Material provided:
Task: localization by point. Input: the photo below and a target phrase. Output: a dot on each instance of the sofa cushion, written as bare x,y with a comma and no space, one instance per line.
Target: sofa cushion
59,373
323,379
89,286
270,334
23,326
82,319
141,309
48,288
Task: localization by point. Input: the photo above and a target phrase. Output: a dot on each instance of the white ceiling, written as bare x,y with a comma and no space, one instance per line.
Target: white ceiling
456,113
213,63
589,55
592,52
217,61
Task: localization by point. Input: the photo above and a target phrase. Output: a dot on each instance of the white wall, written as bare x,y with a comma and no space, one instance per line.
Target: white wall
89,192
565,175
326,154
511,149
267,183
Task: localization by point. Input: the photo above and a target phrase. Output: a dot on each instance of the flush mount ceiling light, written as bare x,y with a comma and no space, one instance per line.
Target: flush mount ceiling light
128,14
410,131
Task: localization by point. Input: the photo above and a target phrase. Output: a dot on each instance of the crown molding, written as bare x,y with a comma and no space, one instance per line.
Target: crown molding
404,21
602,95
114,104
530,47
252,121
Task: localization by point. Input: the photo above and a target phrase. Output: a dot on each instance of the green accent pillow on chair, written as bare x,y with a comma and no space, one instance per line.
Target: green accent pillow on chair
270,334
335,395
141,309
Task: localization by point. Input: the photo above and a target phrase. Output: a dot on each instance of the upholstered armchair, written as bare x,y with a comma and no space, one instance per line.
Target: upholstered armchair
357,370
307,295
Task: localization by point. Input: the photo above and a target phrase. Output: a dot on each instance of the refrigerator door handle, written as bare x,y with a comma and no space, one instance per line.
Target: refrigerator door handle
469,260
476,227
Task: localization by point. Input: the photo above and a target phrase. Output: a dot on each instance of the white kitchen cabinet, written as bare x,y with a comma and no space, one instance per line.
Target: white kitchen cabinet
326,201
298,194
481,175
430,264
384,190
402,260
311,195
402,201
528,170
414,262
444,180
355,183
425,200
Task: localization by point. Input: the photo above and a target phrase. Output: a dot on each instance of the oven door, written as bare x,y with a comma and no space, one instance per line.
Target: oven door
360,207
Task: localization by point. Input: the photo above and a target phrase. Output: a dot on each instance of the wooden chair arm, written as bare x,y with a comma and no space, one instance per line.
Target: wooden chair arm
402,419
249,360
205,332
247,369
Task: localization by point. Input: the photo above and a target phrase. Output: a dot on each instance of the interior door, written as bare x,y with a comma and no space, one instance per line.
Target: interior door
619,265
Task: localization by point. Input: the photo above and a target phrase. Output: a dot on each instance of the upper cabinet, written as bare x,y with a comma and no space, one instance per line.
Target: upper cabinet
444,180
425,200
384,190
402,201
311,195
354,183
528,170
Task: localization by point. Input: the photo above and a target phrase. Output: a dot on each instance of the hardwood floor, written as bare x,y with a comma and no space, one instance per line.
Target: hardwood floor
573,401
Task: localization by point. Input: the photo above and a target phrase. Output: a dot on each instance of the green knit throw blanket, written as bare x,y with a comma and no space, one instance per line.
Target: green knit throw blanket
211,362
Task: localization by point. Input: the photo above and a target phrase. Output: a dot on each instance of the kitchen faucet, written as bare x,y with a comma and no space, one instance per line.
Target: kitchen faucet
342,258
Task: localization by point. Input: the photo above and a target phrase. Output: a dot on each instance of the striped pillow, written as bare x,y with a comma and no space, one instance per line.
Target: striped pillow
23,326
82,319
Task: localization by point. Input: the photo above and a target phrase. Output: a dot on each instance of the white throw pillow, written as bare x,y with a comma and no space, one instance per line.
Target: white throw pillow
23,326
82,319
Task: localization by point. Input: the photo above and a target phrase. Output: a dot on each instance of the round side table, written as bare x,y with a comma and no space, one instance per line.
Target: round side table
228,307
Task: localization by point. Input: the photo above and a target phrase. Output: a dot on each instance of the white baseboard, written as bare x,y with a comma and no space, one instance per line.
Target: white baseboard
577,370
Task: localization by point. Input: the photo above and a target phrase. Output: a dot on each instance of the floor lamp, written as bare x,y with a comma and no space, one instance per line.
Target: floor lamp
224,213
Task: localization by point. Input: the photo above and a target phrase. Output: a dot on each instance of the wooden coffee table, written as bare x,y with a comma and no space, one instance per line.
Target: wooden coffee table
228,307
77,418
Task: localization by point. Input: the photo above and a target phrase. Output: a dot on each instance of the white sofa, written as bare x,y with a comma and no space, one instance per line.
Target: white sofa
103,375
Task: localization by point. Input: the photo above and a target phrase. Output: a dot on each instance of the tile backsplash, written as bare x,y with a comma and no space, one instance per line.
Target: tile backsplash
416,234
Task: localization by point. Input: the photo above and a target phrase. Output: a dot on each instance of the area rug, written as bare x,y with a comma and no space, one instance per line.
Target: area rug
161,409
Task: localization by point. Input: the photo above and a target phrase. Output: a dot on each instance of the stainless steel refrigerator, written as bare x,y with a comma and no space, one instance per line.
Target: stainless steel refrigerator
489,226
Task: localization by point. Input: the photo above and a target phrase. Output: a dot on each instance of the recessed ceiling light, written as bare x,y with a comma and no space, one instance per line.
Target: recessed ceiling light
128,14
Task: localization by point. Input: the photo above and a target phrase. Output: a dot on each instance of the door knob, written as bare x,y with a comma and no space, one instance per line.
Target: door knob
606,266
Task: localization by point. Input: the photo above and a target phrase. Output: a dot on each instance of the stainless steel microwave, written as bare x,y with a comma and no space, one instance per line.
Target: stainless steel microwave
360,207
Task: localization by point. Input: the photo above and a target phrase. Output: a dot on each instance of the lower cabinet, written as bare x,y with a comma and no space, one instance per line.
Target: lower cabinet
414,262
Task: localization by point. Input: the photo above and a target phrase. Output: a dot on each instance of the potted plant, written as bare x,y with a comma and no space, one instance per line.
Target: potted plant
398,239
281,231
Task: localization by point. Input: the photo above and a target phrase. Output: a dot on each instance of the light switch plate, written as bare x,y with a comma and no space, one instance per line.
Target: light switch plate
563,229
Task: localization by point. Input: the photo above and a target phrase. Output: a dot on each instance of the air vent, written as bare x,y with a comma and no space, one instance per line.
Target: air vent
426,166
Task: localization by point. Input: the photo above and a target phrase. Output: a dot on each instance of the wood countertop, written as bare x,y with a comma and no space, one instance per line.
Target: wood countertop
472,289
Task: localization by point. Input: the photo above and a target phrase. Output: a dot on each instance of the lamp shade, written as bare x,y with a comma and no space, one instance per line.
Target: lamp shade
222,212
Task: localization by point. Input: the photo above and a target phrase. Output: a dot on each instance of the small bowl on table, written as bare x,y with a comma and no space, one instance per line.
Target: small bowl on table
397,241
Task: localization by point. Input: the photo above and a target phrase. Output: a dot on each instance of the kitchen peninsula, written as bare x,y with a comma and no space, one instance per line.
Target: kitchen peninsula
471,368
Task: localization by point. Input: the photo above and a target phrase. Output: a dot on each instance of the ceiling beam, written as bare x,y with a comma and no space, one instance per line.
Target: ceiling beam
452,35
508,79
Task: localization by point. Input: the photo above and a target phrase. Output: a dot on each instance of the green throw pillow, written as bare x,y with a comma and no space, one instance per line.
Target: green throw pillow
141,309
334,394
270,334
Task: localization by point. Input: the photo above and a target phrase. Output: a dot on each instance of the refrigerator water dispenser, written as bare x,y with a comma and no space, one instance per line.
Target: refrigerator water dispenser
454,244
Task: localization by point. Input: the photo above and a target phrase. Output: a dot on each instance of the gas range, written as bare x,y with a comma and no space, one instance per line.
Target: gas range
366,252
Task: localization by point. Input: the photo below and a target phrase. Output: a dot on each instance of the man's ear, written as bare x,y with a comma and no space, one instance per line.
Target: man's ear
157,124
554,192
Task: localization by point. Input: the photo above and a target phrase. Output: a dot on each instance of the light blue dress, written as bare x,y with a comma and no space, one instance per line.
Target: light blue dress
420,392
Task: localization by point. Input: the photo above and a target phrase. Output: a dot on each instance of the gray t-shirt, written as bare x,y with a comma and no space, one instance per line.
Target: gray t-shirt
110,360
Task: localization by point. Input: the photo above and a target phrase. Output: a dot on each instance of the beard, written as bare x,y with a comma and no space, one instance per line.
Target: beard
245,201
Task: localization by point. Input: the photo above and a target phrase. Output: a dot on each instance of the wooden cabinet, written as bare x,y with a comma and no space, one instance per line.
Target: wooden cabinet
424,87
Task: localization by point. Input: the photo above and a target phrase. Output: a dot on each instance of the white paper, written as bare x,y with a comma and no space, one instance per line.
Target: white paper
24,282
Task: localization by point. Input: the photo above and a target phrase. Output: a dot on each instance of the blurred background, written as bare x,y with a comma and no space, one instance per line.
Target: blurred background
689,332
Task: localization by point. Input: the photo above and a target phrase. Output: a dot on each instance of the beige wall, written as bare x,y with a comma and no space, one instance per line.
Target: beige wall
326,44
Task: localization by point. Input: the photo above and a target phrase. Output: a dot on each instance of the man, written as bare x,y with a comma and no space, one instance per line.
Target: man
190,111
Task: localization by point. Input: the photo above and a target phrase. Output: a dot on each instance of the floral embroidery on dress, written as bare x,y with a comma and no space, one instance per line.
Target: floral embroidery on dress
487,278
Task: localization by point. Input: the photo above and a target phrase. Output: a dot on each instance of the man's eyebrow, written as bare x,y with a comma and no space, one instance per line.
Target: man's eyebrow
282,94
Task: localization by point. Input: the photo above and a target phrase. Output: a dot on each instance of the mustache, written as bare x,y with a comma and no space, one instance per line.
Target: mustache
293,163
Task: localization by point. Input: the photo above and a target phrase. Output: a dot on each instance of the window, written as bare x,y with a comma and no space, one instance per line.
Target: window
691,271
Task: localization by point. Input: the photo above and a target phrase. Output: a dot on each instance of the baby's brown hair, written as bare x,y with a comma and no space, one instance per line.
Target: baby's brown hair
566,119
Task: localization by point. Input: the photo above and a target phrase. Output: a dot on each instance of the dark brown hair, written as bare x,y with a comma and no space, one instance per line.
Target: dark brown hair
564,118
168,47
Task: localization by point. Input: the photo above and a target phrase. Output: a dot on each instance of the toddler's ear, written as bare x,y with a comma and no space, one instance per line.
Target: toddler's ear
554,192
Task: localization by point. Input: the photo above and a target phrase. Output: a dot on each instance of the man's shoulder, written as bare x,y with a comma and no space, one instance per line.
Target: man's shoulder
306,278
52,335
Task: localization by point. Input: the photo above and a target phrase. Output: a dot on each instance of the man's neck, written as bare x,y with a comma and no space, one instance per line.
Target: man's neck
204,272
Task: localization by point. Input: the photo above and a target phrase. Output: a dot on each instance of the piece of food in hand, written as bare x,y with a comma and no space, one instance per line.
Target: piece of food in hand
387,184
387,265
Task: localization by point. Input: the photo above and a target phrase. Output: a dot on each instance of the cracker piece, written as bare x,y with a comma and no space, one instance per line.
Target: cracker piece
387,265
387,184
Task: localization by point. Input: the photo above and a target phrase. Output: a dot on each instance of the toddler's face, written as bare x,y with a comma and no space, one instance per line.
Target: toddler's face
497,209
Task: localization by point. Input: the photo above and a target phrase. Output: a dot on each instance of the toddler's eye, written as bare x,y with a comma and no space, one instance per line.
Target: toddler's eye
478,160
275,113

Objective: Begin at the line containing "of the piece" and reproduce each line through the end of the records above.

Full solution:
Task: localization by point. Input: the photo above and a target phrase. Output: a dot on each instance of the piece of food in hand, written as bare x,y with a comma and no space, one instance per line.
Target: piece of food in hand
387,184
387,265
Task: localization by point. Input: the photo above and a target phrase. Output: a dot on each instance of the cracker piece, written as bare x,y with a comma and no space, one instance per line.
Target: cracker piece
387,265
387,184
Task: localization by point. Input: the photo above and a target phrase. Output: a dot on each instance of the toddler's face, written as bare x,y with a comma and no space, one instance per line.
Target: toddler's face
497,209
Task: localization by point. Input: the photo above and a target phrase. Output: a dot on each instance of the toddler's eye, written as bare x,y with a comma and no space, one instance per line.
Target: toddler's eye
478,160
275,113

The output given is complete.